=== SCHRIFTLICHE AUFGABEN ===
1: Übersetze aus dem Text zur großen Koalition den Satz „Trotz ebenfalls großer Verluste ist die CDU/CSU die stärkste Fraktion geblieben und hat damit den Regierungsauftrag erhalten.“ ins Englische.
2: Welches Ergebnis erzielte die SPD laut dem Text zur großen Koalition bei der Bundestagswahl am 24. September 2017?
3: Schreibe den Text zur großen Koalition im Anschluss an seinen letzten Satz weiter.

Warum eine GroKo schlecht für Deutschland wäre

Veröffentlicht am 26.11.2017 in Bundespolitik

24. September 2017: die SPD erringt bei der Bundestagswahl nur noch 20,5 %, und Martin Schulz erteilt einer Fortführung der großen Koalition eine deutliche Absage – unter Jubel der im Willy-Brandt-Haus anwesenden Genossinnen und Genossen. Auch bei der Wahlparty der SPD Oberhavel in Hennigsdorf gibt es hierfür spontanen Beifall.

Trotz ebenfalls großer Verluste ist die CDU/CSU die stärkste Fraktion geblieben und hat damit den Regierungsauftrag erhalten. Unter Führung von Frau Merkel kommt es daher zu Sondierungsgesprächen mit den Grünen und der FDP. Am 19. November um 23.47 Uhr erklärt Herr Lindner der Presse, dass die FDP aus diesen Gesprächen aussteige.

=== AUFGEFÜHRTE DATENSÄTZE ===
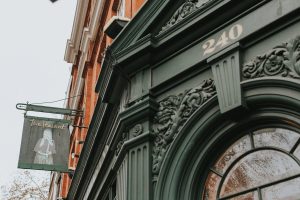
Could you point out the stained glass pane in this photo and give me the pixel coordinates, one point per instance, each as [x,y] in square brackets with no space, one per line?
[258,168]
[276,137]
[289,190]
[211,186]
[248,196]
[233,152]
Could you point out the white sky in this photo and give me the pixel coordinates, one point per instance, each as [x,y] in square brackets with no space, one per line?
[33,37]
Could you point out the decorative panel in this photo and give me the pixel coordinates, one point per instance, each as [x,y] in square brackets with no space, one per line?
[139,173]
[122,180]
[226,72]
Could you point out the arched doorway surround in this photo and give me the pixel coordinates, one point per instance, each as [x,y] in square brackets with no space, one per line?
[271,102]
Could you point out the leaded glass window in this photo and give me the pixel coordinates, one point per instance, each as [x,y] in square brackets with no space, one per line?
[262,165]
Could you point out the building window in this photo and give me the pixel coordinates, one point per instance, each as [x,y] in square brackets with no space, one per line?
[262,165]
[121,9]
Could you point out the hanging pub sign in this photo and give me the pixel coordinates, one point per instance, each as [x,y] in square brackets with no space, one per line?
[45,144]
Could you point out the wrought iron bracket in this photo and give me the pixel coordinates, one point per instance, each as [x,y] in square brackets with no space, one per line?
[46,109]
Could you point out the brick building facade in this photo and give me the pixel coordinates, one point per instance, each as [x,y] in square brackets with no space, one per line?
[85,50]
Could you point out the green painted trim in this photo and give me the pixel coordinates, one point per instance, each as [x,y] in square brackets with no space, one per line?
[59,168]
[49,119]
[183,169]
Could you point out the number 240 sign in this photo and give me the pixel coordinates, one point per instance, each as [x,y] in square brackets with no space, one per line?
[234,33]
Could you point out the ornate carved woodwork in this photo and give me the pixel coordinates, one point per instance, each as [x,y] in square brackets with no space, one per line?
[173,112]
[283,60]
[187,8]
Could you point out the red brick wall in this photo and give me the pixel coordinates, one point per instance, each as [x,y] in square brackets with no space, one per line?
[90,75]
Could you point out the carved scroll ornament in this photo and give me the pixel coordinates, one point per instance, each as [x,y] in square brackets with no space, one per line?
[173,113]
[189,7]
[282,60]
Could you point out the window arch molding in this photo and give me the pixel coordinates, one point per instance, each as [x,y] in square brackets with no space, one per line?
[184,169]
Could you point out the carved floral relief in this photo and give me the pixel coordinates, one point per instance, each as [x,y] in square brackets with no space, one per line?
[189,7]
[173,112]
[283,60]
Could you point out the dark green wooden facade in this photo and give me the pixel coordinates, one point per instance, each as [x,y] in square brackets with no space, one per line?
[183,81]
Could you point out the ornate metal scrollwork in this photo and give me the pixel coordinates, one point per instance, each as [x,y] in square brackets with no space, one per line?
[189,7]
[282,60]
[173,113]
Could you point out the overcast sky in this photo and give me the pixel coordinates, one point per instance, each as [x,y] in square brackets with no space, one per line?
[32,44]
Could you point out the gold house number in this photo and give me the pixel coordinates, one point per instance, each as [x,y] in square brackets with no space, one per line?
[234,33]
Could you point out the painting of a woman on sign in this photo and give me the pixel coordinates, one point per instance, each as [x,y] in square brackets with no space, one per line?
[45,148]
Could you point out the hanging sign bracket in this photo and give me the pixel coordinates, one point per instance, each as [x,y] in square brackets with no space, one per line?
[46,109]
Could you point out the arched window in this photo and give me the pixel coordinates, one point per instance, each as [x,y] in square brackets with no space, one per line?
[262,165]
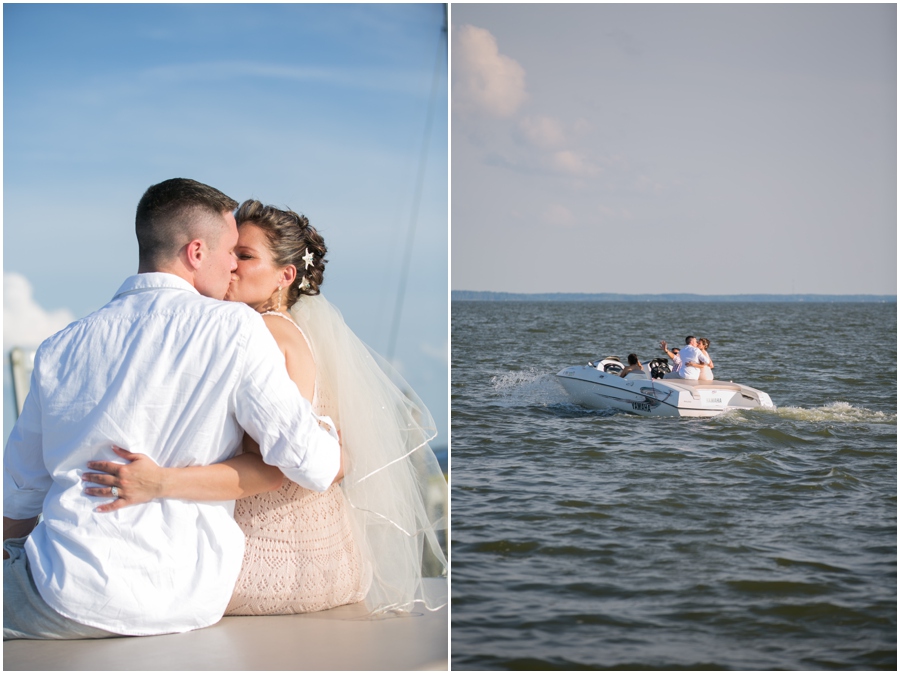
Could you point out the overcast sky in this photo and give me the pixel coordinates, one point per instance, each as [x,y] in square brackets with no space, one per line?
[321,108]
[713,149]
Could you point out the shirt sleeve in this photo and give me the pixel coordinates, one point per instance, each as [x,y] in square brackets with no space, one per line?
[269,407]
[26,480]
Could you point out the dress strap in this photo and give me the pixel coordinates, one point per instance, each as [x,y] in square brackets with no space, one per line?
[305,339]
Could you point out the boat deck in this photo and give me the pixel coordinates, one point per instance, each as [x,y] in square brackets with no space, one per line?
[338,639]
[703,384]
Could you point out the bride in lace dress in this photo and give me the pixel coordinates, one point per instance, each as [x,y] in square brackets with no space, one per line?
[362,539]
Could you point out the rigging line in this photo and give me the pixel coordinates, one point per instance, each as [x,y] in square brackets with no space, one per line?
[417,198]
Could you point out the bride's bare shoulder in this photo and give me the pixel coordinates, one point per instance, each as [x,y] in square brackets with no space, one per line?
[297,355]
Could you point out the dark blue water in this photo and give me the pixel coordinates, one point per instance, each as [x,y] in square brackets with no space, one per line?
[756,540]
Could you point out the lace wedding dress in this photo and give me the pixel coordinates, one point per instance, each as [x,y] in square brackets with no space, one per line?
[364,539]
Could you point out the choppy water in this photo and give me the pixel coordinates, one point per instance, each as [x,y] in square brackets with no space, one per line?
[755,540]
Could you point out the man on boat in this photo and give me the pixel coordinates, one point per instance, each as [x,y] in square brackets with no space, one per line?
[693,360]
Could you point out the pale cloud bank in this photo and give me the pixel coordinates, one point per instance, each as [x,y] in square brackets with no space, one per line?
[484,80]
[544,132]
[25,323]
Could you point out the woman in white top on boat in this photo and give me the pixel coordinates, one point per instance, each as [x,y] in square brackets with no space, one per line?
[308,551]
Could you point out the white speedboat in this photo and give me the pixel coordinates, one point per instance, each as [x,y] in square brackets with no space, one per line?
[598,385]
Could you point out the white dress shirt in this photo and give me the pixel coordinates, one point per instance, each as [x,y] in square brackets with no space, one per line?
[163,371]
[690,354]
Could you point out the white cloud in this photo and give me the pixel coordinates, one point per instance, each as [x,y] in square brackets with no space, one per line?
[25,323]
[559,215]
[567,161]
[544,132]
[484,80]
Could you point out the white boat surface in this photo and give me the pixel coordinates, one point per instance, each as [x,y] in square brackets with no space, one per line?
[598,386]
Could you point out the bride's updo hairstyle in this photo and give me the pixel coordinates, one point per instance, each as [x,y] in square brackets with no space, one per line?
[290,236]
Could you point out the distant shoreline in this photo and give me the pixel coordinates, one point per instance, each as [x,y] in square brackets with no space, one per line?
[488,296]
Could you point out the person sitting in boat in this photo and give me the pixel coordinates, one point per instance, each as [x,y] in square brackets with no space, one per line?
[693,360]
[706,373]
[634,365]
[673,354]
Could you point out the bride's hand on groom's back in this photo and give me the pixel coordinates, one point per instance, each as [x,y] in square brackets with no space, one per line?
[138,481]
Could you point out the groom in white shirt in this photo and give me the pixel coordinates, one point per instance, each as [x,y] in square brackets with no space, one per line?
[167,370]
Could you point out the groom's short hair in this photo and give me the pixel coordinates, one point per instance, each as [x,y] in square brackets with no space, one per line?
[174,212]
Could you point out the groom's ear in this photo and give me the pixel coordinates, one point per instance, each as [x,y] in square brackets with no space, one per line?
[195,252]
[289,275]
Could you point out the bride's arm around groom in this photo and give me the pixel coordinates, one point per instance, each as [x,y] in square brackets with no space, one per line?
[165,371]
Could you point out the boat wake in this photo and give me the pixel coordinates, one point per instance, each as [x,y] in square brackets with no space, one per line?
[529,387]
[841,412]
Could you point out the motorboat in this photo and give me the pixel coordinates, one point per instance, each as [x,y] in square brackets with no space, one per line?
[648,393]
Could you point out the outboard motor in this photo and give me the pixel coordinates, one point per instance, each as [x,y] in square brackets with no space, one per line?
[659,367]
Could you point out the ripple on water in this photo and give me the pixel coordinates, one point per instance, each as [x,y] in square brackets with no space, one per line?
[758,539]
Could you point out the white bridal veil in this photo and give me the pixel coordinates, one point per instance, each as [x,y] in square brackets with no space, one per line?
[392,480]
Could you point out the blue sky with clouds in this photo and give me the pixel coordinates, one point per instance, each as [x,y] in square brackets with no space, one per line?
[321,108]
[649,148]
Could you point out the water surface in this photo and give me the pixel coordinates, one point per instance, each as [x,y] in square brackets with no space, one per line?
[754,540]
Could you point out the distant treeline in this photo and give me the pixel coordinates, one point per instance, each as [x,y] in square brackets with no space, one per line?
[482,296]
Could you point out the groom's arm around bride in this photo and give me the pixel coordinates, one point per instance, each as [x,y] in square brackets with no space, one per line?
[167,370]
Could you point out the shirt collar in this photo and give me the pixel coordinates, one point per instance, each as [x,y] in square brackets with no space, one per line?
[154,281]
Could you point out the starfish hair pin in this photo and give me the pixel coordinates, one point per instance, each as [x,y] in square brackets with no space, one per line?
[308,259]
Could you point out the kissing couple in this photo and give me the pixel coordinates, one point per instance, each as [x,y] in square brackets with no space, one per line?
[193,457]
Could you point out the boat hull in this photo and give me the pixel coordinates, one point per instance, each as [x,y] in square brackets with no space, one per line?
[647,397]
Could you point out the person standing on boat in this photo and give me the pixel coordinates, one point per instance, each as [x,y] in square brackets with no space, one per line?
[706,373]
[693,360]
[634,365]
[673,354]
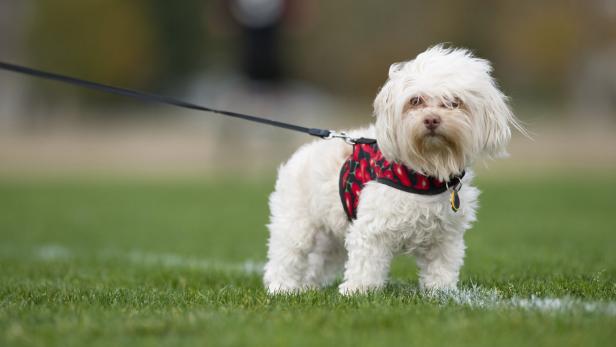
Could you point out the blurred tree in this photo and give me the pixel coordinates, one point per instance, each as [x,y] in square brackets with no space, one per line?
[142,44]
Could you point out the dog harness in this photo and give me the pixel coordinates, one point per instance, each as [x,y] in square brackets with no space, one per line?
[368,164]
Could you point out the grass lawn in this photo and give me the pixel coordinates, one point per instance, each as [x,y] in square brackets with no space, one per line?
[177,262]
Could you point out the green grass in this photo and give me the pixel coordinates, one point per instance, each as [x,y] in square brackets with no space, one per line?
[129,262]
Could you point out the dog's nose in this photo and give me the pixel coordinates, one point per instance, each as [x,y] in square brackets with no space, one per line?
[432,121]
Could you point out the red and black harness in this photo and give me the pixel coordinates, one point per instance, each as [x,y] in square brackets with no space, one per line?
[368,164]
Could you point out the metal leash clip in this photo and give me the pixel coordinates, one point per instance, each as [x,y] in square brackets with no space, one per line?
[340,135]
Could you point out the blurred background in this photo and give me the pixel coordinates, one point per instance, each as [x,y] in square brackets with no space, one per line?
[315,63]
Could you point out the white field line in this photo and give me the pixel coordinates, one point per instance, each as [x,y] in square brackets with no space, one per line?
[474,297]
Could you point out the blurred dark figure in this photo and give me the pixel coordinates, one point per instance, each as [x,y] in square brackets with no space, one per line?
[260,22]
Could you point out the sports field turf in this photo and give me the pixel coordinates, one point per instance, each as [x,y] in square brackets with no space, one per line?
[177,262]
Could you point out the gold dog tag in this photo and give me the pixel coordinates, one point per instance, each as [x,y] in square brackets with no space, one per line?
[455,201]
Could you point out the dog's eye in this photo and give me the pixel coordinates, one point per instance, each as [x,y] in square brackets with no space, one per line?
[416,101]
[455,103]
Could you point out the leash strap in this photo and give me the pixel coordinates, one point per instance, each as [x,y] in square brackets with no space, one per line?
[161,99]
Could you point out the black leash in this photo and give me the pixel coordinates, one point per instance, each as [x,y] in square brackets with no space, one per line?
[322,133]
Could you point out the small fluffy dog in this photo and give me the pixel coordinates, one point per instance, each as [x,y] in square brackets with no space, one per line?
[359,205]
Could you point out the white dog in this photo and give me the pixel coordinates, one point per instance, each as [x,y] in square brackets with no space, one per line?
[435,116]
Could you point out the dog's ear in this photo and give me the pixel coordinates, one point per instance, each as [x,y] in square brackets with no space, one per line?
[494,123]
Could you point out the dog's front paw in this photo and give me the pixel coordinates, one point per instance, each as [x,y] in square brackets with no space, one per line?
[276,288]
[436,285]
[348,288]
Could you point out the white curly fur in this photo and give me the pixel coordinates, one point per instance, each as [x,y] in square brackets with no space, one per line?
[311,238]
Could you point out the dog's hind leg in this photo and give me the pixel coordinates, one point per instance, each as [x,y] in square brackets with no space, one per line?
[439,265]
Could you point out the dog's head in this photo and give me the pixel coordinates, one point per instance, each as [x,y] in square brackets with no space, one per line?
[441,111]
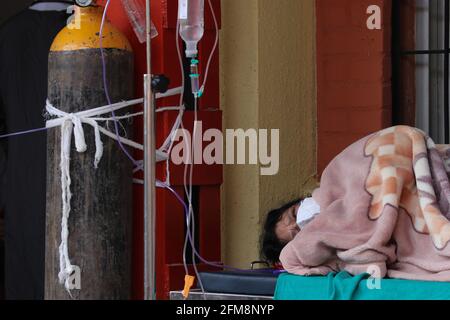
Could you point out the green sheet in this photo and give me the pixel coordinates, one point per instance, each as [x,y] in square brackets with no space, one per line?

=== ERGEBNISSE JE AUFGABE ===
1: Despite likewise heavy losses, the CDU/CSU remained the strongest parliamentary group and thus received the mandate to form a government.

2: Die SPD erzielte 20,5 %.

3:
Eine stabile Mehrheitsregierung wäre damit nur in einer Koalition von CDU/CSU und SPD möglich, und sofort beginnt der (vor allem auch mediale) Druck auf die SPD, sie möge doch bitte aus ihrer „Schmollecke“ kommen und sich ihrer staatspolitischen Verantwortung stellen.

Auch innerparteilich wird natürlich heftig diskutiert. Ein Teil der Parteibasis argumentiert damit, dass die SPD für ihre Inhalte gewählt worden sei; diese könne sie aber nur in einer Regierungskoalition durchsetzen. Gegen diese (durchaus nachvollziehbare) „Kopfentscheidung“ steht aber das „Bauchgefühl“ vieler Sozialdemokratinnen und Sozialdemokraten.

An dieser Stelle will ich  (aus meiner ganz subjektiven Sicht als SPD-Mitglied) auf die bisherigen zwei großen Koalitionen mit (oder sollte man besser sagen, unter) Merkel zurückschauen:

Im Bundestagswahlkampf 2005 war eines der Themen, dass die CDU die Mehrwertsteuer um 2 % erhöhen wollte. An vielen Wahlkampfständen versprachen wir den Bürgerinnen und Bürgern, dass es mit der SPD  diese „Merkelsteuer“ nicht geben würde. Erhöht wurde die Mehrwertsteuer nach der Wahl dann aber sogar um 3 %, mitgetragen von der SPD. Dafür schäme ich mich noch heute.  Auch im übrigen konnte die SPD in der großen Koalition offenbar nicht überzeugen und stürzte bei der Bundestagswahl von 34,2 % (2005) auf 23 % ab.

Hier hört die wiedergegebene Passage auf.